* [Data shown]:
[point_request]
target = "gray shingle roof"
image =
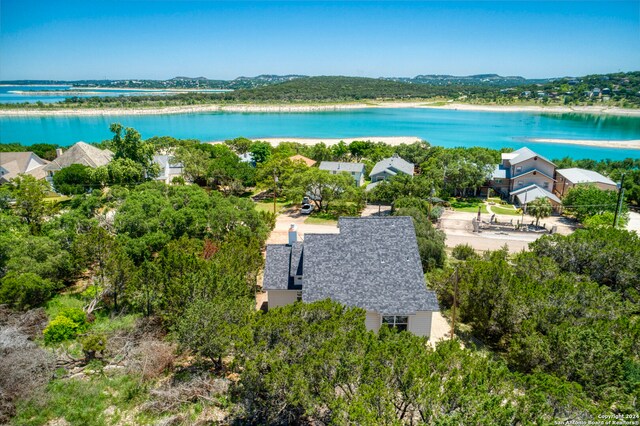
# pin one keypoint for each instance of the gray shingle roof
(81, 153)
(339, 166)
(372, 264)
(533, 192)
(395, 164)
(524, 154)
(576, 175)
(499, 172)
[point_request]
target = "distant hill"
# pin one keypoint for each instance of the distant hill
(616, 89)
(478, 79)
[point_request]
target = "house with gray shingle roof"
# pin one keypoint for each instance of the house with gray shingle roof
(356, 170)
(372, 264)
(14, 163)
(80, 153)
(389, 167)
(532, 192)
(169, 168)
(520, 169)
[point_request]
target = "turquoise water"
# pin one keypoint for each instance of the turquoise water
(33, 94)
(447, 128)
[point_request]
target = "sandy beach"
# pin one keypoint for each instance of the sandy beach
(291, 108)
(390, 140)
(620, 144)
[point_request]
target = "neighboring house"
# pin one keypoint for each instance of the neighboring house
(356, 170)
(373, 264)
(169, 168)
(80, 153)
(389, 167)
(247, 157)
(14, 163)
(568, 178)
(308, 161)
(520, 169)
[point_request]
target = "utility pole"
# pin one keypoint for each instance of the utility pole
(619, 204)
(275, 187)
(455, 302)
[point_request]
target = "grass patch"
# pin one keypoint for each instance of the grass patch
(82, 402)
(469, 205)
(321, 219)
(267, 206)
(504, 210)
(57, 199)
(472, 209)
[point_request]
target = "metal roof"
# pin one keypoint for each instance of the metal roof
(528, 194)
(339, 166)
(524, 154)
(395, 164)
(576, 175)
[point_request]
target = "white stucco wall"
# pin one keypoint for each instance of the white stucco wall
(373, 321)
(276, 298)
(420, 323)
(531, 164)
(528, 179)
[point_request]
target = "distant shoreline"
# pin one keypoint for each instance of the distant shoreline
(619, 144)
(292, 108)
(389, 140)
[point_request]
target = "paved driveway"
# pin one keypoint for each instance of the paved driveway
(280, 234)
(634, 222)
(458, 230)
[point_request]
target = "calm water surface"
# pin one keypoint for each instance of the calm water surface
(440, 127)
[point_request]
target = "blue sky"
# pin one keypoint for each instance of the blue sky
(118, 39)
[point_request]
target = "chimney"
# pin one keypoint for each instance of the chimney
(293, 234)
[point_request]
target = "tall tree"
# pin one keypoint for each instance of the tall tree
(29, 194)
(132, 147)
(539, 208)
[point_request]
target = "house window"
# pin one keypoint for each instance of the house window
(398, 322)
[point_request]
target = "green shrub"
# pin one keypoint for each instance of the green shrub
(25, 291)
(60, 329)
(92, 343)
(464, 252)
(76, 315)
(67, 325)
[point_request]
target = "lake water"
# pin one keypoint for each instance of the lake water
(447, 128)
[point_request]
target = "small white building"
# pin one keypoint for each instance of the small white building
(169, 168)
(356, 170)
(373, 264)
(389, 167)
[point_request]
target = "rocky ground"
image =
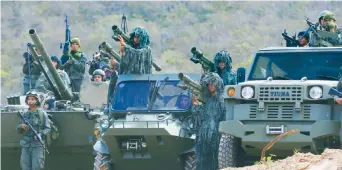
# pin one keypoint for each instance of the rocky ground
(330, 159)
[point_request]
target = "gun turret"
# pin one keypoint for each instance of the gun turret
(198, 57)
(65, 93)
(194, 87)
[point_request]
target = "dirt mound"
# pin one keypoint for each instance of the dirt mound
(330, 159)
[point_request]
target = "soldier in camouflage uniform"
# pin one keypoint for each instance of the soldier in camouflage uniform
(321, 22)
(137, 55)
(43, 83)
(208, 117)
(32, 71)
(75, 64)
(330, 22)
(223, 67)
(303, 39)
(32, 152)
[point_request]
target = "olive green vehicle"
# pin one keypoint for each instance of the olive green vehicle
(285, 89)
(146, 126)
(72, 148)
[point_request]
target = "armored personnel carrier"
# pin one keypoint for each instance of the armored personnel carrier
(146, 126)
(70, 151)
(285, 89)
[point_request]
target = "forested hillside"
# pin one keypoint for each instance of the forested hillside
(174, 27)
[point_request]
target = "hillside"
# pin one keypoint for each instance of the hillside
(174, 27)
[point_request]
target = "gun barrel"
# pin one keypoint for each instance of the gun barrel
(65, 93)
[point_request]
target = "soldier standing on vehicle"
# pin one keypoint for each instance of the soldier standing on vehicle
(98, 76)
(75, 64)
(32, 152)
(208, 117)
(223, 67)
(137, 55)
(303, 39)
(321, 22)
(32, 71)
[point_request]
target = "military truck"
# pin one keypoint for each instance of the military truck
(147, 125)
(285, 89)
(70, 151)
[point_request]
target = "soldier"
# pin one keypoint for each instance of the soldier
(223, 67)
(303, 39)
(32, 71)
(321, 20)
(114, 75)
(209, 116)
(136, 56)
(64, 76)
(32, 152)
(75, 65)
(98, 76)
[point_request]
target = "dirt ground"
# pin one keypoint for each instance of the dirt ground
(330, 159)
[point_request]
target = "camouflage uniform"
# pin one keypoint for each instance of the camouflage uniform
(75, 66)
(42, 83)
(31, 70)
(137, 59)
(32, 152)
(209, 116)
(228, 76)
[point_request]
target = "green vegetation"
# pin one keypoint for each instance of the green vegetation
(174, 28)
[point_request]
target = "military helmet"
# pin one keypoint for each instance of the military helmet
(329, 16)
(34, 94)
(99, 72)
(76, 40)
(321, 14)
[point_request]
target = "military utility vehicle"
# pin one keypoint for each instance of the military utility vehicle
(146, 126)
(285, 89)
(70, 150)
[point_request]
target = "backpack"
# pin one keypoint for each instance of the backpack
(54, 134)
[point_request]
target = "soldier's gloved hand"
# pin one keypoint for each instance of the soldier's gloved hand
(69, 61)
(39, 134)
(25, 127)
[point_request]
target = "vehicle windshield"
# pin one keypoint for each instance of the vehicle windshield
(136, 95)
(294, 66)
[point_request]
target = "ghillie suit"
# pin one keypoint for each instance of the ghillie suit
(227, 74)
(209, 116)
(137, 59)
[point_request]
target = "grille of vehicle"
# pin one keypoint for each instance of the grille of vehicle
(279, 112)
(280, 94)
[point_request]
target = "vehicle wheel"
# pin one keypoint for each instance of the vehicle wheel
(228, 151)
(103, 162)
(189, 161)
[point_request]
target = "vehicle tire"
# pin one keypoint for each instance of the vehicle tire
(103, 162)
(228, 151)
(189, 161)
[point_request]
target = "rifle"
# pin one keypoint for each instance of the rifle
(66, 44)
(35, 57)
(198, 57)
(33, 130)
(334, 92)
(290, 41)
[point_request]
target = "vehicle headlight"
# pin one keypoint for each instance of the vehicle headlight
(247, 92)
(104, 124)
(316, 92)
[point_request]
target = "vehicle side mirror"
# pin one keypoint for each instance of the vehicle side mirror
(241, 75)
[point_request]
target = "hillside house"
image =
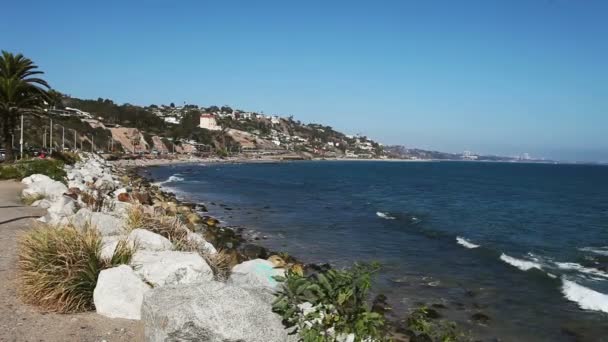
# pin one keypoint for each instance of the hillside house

* [Exercise instructions]:
Repeat the records above verbatim, with no pictures in the result.

* [Complete output]:
[point_request]
target = "gray shingle roof"
image =
# pin one keypoint for each instance of the gray shingle roof
(81, 153)
(339, 166)
(372, 264)
(533, 192)
(395, 164)
(524, 154)
(576, 175)
(499, 172)
[point_request]
target = "distant hill"
# pin one keypoint for each instance of the distant hill
(616, 89)
(478, 79)
[point_request]
target = "house with gray shingle roof"
# pin one keypoint for each instance of the house with gray shingle roof
(356, 170)
(372, 264)
(14, 163)
(80, 153)
(389, 167)
(532, 192)
(169, 168)
(520, 169)
[point_request]
target = "turquoise water"
# pin one keypoint for each instance of the turquoise water
(33, 94)
(447, 128)
[point_request]
target = "sandy beach"
# pin one keypoint for each instance of the sandy beach
(291, 108)
(390, 140)
(620, 144)
[point_request]
target = "neighboring house"
# pin one keypoint for each instance of the neighboring house
(356, 170)
(373, 264)
(169, 168)
(80, 153)
(389, 167)
(247, 157)
(14, 163)
(568, 178)
(308, 161)
(520, 169)
[point_request]
target = "utility pole"
# pin one keypoint for each instance of the utility pole
(619, 204)
(275, 187)
(455, 302)
[point_request]
target = "grass patch"
# pin one keypoint for each instance of the grass patch
(82, 402)
(469, 205)
(321, 219)
(267, 206)
(504, 210)
(57, 199)
(472, 209)
[point_request]
target = "metal roof"
# pin one keypoint for each instance of the metal roof
(528, 194)
(339, 166)
(524, 154)
(395, 164)
(576, 175)
[point_request]
target = "white stucco wall"
# pin one keypoint for each instance of the white stucco wall
(373, 321)
(276, 298)
(420, 323)
(531, 164)
(528, 179)
[point_request]
target = "distant shoreline"
# pin one keypoint for each instance of the distant shoreline
(619, 144)
(292, 108)
(389, 140)
[point_request]
target = "paved driveway"
# pin one keypoint for each instance of the paved driveway
(280, 234)
(634, 222)
(458, 230)
[point_request]
target = "calm water surface"
# pin one keypoint for each instance of the calm water surface
(440, 127)
[point_request]
target = "blue sky"
# pin one keypoint for each instance of the blue sky
(118, 39)
[point_request]
target = "chimney"
# pin one keypoint for each instance of the chimney
(293, 234)
[point_request]
target = "tall tree"
# pin one keypoint for each instance of the tall tree
(29, 194)
(132, 147)
(539, 208)
[point_request]
target = "house window"
# pin one keypoint for each instance of the house window
(398, 322)
[point_request]
target = "green shrub"
# pin one keypoint for each instance of the green shrub
(25, 291)
(60, 329)
(92, 343)
(464, 252)
(76, 315)
(67, 325)
[point_request]
target = "lake water"
# pin one keypoint for each instance of the lake water
(447, 128)
[point_request]
target = "small white building"
# pin one keypoint for each instance of the small white building
(169, 168)
(356, 170)
(373, 264)
(389, 167)
[point_request]
target = "rocky ground"
image =
# pin one keypoint for each instance of the rocky ground
(330, 159)
[point_request]
target = "gun turret"
# pin one keypoint for each instance of the gun turret
(198, 57)
(65, 93)
(194, 87)
[point_request]
target = "dirt mound"
# pin one keypoint for each instance of the dirt mound
(330, 159)
[point_request]
target = "soldier in camouflage uniform"
# pin one keypoint for each instance of the soldier in camouflage uniform
(321, 22)
(137, 55)
(43, 83)
(208, 117)
(32, 71)
(75, 64)
(330, 22)
(223, 67)
(303, 39)
(32, 152)
[point_request]
target = "olive green vehicle"
# pin one keypoint for each instance of the olive green vehicle
(285, 89)
(146, 126)
(72, 148)
[point_request]
target = "armored personnel carrier"
# pin one keypoint for each instance of the armored personnel carrier
(146, 126)
(70, 151)
(285, 89)
[point_request]
target = "forested hillside"
# pin one keypoint for each instance of the forested hillside
(174, 27)
[point_request]
target = "hillside"
# pin one keypoint for each instance of the hillside
(174, 27)
[point_request]
target = "gun barrel"
# pin one keypoint for each instance of the gun barrel
(65, 93)
[point_request]
target = "soldier standing on vehicle"
# pin one keypoint for each instance of the soldier standing on vehicle
(98, 76)
(75, 64)
(32, 152)
(208, 117)
(223, 67)
(137, 55)
(303, 39)
(321, 22)
(32, 71)
[point_request]
target = "military truck"
# pin one keypoint for each instance of the military truck
(147, 125)
(285, 89)
(70, 151)
[point_request]
target = "soldier"
# pin one keypoint for each instance of the soldier
(223, 67)
(303, 39)
(32, 71)
(321, 20)
(114, 75)
(209, 116)
(136, 56)
(64, 76)
(32, 152)
(75, 65)
(98, 76)
[point_request]
target = "dirt ground"
# pin one keypoint for each instance of the dirt ground
(330, 159)
[point_request]
target = "camouflage uniform"
# pin one keypoint for each instance of the camouflage uniform
(75, 66)
(42, 83)
(31, 70)
(137, 59)
(32, 152)
(209, 116)
(228, 76)
[point_request]
target = "green vegetation"
# pin one keypoint for each instance of the green vegetation
(174, 28)
[point_request]
target = "military helmet"
# pin one keypoint for each instance of the military helmet
(329, 16)
(34, 94)
(99, 72)
(76, 40)
(321, 14)
[point_request]
target = "military utility vehicle"
# pin one keypoint for each instance of the military utility vehicle
(146, 126)
(285, 89)
(70, 150)
[point_request]
target = "backpack"
# pin one keypoint for each instance of the backpack
(54, 134)
[point_request]
target = "soldier's gloved hand"
# pin one keypoint for each instance of the soldier's gloved hand
(69, 61)
(39, 134)
(25, 127)
[point_request]
target = "vehicle windshield"
# pin one keypoint for each instance of the vehicle windshield
(136, 95)
(294, 66)
[point_request]
target = "ghillie suit"
# pin one keypoint for each instance of the ghillie suit
(227, 74)
(209, 116)
(137, 59)
[point_request]
target = "grille of vehicle"
# pin one keypoint for each instance of the grille of vehicle
(279, 112)
(280, 94)
[point_request]
target = "vehicle wheel"
# pin one keypoint for each instance of the vehicle wheel
(228, 151)
(103, 162)
(189, 161)
[point_request]
target = "vehicle tire"
# pin one keypoint for each instance of the vehicle tire
(103, 162)
(228, 151)
(189, 161)
[point_request]
target = "rifle"
# pin one keypoint for each instance of the rifle
(66, 44)
(35, 57)
(198, 57)
(33, 130)
(334, 92)
(290, 41)
[point_request]
target = "vehicle headlight"
# pin one keypoint for each instance of the vehicle headlight
(247, 92)
(104, 124)
(316, 92)
[point_request]
target = "vehicle side mirror"
# pin one keypoint for each instance of the vehicle side mirror
(241, 75)
[point_request]
target = "hillside house"
image =
# pin one keypoint for each instance of the hillside house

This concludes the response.